» **WORK ORDER**: Where the string "sunlight" shows up in a line of the records, copy that line.

────────

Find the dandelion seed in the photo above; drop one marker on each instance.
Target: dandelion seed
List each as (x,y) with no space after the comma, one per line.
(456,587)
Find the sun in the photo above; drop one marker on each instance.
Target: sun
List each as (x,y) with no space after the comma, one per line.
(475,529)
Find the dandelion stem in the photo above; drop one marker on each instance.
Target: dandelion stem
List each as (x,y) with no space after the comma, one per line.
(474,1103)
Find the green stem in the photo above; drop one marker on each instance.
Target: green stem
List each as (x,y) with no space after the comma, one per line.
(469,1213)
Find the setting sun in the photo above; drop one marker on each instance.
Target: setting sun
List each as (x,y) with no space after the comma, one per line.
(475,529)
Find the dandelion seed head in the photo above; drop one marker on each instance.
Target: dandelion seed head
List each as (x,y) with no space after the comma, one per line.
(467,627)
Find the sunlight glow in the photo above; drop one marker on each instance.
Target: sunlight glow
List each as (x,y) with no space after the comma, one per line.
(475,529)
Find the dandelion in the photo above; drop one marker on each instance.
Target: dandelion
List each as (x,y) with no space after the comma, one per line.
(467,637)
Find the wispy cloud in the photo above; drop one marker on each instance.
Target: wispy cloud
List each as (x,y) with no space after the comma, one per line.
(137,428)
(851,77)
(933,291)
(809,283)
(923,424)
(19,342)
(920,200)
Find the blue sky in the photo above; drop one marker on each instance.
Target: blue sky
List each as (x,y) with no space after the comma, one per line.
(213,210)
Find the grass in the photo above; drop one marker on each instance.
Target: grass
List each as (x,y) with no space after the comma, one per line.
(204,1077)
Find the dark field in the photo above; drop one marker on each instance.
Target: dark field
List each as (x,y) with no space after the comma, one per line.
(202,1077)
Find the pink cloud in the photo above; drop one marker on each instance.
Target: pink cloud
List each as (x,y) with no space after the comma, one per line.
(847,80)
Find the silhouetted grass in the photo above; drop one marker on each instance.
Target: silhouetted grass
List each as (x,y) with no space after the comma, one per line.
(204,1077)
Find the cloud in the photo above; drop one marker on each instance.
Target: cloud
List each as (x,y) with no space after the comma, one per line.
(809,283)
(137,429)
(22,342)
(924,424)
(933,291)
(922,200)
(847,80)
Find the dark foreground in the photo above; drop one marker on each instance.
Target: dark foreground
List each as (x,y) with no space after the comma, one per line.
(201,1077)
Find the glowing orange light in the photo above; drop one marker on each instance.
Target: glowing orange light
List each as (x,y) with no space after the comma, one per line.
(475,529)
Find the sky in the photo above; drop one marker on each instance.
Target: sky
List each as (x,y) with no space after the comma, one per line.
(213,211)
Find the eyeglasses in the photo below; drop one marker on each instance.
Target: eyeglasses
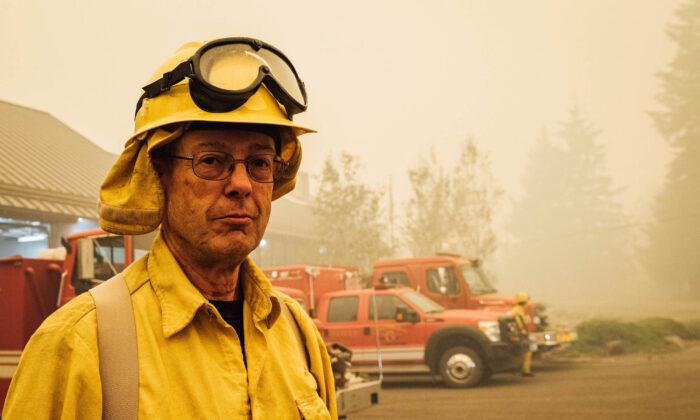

────────

» **FINAL ANSWER**:
Find the sunlight glow in the photo above; drop one marker on each instance.
Target: sunlight glow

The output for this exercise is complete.